··· Information shown
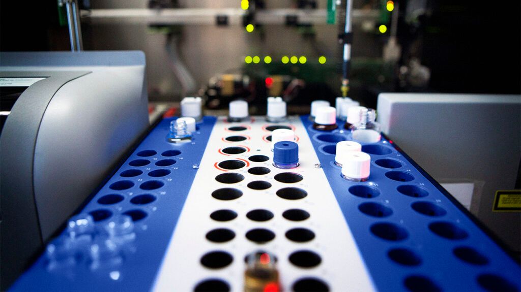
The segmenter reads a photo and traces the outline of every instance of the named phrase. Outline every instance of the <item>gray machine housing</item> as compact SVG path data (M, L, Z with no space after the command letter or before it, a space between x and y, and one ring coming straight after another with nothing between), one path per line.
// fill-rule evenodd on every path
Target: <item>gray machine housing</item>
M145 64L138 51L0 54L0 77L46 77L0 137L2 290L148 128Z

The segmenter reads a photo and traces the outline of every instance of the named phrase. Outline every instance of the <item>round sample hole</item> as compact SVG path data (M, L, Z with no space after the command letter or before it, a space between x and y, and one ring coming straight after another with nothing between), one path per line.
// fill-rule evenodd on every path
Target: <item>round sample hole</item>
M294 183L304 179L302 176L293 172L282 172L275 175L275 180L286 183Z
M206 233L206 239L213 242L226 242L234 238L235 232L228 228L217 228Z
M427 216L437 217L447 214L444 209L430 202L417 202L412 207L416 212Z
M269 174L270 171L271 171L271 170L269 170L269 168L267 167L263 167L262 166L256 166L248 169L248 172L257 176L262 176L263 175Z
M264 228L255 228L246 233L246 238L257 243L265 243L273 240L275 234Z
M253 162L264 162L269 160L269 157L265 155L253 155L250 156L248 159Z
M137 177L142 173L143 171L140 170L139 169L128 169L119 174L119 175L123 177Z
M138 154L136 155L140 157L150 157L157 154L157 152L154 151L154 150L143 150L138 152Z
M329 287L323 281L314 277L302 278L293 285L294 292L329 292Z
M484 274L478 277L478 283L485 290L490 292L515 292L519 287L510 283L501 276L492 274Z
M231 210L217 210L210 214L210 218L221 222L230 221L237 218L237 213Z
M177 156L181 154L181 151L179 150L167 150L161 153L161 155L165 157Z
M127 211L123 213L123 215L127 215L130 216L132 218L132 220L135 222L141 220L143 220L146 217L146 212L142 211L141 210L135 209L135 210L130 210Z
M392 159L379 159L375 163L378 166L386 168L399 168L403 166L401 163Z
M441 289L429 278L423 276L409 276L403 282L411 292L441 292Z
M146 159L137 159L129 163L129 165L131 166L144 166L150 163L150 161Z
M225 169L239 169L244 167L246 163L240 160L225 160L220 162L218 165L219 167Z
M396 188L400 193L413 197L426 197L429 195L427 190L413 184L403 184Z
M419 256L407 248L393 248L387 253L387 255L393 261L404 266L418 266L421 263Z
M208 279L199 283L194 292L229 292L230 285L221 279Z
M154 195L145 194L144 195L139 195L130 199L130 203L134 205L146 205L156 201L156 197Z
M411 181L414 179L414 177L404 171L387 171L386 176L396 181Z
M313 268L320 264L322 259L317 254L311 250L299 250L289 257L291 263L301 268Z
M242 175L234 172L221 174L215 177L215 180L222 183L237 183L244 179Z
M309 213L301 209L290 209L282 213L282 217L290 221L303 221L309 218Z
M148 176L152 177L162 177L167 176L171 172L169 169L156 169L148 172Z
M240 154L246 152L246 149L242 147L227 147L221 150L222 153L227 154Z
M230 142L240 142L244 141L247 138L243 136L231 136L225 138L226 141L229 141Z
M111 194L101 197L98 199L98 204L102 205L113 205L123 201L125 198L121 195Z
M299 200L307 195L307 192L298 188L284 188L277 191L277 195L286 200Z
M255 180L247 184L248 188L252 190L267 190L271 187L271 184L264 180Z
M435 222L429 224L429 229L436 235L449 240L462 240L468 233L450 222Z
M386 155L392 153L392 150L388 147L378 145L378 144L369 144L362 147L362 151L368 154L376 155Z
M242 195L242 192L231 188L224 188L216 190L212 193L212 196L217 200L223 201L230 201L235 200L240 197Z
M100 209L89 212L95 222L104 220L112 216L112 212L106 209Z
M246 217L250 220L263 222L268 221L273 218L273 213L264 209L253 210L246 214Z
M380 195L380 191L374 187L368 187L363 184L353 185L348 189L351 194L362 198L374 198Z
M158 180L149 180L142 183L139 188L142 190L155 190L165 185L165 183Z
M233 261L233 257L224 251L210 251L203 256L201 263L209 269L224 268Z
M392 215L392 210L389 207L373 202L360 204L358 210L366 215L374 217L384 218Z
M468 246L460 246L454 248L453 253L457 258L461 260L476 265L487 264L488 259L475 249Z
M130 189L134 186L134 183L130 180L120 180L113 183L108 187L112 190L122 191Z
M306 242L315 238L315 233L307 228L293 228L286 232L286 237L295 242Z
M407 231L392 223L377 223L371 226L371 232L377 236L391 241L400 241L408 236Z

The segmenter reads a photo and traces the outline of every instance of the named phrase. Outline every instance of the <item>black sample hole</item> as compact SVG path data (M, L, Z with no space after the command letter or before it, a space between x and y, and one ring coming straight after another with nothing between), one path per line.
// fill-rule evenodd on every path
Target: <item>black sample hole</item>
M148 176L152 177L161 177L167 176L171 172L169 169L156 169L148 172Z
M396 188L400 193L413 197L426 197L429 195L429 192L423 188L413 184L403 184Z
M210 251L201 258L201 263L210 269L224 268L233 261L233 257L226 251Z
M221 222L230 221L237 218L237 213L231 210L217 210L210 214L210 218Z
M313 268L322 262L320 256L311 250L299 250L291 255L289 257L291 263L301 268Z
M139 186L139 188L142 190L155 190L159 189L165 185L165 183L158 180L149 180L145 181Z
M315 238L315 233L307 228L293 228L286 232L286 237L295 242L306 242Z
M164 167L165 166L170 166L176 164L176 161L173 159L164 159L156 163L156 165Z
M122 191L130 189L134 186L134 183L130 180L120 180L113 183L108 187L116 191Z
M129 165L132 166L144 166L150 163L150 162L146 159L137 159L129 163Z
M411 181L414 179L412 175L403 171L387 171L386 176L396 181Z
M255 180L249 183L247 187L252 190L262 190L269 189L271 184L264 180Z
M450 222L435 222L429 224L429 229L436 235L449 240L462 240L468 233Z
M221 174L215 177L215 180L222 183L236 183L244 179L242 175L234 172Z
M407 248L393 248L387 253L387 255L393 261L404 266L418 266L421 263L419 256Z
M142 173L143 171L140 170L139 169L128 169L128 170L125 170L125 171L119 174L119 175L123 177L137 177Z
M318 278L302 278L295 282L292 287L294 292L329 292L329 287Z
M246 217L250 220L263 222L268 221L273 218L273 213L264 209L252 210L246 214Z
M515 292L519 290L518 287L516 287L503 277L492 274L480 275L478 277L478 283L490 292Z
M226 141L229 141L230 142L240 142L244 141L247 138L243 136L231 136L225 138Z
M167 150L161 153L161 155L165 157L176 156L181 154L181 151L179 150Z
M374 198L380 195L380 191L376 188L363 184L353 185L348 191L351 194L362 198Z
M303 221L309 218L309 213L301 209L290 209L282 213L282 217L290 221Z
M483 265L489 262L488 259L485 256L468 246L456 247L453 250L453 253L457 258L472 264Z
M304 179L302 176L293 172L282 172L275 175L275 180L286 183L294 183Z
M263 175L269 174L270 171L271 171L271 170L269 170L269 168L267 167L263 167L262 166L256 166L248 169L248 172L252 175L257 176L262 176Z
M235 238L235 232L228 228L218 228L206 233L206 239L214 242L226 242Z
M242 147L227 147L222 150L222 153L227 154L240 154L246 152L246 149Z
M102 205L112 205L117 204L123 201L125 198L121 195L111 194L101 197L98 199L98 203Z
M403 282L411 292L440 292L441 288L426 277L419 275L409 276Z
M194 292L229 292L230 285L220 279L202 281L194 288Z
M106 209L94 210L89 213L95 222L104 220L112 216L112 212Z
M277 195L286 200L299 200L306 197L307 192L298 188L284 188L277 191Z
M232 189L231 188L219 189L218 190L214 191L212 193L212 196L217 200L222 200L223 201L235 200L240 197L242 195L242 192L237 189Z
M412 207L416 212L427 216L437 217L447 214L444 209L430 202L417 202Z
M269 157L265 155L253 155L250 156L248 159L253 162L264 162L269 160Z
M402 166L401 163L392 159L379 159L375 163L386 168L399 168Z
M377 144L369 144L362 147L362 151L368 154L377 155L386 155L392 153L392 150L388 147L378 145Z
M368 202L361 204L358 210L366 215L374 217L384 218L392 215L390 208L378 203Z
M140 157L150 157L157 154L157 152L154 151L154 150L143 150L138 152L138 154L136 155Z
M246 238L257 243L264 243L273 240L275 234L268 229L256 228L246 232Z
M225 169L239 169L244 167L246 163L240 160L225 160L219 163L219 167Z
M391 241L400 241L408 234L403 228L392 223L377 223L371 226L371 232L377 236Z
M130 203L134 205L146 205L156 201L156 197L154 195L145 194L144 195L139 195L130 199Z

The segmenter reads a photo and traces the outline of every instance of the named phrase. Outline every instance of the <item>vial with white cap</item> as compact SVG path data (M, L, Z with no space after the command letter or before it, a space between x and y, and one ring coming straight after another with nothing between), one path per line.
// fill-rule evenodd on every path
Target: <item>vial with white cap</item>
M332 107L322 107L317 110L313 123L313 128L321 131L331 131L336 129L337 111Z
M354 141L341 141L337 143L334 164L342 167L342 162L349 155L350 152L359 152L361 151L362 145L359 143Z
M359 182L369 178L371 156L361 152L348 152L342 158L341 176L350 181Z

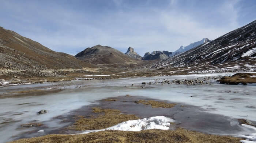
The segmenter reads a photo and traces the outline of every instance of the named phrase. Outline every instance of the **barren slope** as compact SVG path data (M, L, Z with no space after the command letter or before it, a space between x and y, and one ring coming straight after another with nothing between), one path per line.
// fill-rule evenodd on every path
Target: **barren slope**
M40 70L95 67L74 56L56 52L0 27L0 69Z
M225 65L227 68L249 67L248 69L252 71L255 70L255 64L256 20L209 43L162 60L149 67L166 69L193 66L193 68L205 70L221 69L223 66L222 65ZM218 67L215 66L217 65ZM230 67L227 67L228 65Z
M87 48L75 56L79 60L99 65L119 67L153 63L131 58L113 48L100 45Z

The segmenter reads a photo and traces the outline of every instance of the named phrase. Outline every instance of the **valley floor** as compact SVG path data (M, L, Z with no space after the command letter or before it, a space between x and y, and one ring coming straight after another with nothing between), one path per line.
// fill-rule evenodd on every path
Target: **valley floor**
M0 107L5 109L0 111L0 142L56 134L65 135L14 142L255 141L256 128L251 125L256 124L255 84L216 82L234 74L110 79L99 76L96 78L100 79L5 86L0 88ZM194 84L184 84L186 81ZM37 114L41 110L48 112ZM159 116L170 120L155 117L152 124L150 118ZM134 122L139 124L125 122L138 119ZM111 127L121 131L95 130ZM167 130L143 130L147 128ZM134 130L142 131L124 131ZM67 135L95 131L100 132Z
······
··· Information shown
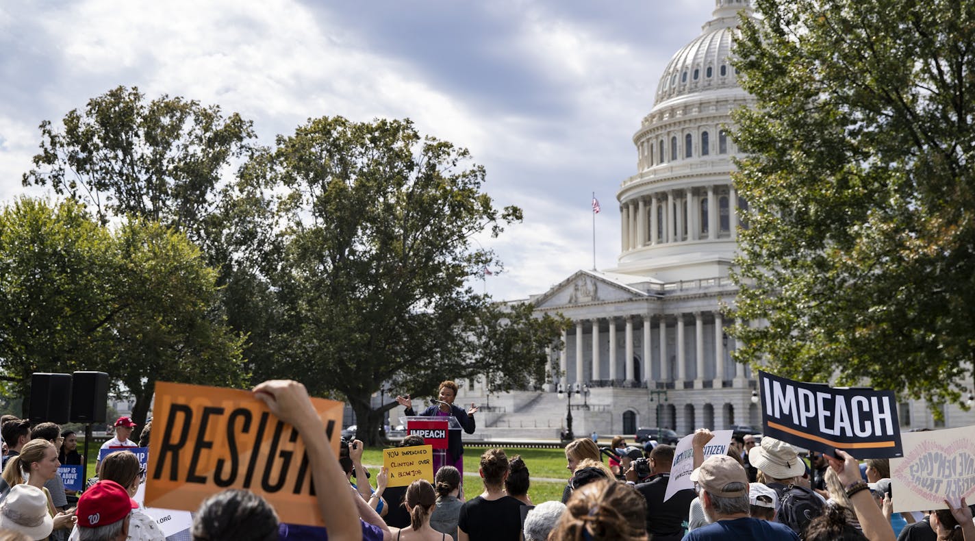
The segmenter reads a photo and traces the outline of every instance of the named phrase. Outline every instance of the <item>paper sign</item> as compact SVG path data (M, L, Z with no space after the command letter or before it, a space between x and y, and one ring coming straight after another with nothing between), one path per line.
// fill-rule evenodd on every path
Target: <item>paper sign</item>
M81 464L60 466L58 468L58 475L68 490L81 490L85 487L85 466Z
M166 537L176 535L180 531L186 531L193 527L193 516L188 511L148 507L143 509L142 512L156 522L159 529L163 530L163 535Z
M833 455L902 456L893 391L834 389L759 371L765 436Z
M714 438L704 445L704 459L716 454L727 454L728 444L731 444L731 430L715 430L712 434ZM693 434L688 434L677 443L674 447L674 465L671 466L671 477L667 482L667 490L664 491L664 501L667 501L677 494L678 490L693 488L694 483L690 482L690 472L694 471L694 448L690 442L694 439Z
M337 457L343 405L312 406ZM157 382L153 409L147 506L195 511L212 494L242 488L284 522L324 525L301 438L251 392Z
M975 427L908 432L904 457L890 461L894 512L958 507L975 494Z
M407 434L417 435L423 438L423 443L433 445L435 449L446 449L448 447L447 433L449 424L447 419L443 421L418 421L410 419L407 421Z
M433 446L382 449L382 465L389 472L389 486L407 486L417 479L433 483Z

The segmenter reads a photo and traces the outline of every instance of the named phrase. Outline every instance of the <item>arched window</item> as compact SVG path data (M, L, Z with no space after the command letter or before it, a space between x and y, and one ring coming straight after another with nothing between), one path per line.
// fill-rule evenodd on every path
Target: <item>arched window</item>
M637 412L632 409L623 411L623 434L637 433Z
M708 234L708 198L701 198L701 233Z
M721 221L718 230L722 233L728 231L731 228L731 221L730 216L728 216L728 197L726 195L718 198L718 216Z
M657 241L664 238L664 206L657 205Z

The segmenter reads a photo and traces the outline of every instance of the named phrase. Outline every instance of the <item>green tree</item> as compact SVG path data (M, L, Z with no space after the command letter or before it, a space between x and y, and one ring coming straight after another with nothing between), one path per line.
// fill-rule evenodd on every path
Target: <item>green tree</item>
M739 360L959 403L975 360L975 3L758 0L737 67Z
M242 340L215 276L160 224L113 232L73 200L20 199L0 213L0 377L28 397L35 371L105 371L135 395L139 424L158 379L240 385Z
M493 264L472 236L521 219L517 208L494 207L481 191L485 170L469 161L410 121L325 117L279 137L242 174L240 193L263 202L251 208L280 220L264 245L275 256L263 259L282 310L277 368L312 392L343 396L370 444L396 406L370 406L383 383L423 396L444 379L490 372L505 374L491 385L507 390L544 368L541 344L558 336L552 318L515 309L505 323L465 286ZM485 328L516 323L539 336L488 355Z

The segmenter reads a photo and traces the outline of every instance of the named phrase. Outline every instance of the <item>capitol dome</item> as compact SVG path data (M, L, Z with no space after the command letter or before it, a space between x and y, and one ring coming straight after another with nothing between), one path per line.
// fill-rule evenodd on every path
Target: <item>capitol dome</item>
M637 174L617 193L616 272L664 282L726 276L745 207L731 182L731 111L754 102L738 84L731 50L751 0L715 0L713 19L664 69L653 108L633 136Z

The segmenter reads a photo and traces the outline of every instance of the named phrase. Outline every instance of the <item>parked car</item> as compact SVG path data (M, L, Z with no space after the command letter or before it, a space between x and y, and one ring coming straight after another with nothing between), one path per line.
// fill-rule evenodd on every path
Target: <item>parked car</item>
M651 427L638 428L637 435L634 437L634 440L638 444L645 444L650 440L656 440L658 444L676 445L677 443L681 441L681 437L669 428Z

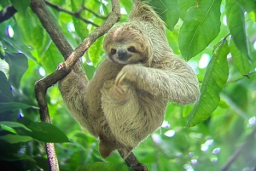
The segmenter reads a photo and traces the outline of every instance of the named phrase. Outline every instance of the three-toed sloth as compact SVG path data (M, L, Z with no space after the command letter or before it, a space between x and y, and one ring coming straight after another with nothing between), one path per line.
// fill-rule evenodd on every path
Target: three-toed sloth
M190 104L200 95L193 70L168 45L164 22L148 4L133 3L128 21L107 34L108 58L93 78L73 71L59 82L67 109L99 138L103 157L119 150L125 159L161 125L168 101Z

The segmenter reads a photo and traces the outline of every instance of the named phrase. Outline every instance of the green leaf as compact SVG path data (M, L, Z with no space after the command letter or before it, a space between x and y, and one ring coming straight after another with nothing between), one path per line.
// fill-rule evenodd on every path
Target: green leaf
······
Required work — Please lay out the stretch of data from the line containing "of the <item>gray" through the line containing "M145 64L138 51L0" as a JSON list of strings, one string per line, leaving out any blank lines.

Exercise output —
[
  "The segmenter reads a photo and traces the outline of every instance of the named phrase. Outline every instance of the <item>gray machine housing</item> as compact SVG path data (M, L, Z with no space after the command letter or before it, a space between x and y, and one ring coming straight after another with nothing between), one path per line.",
  "// fill-rule evenodd on every path",
  "Target: <item>gray machine housing</item>",
  "M145 64L138 51L0 54L0 77L46 77L0 137L2 290L148 128Z"
]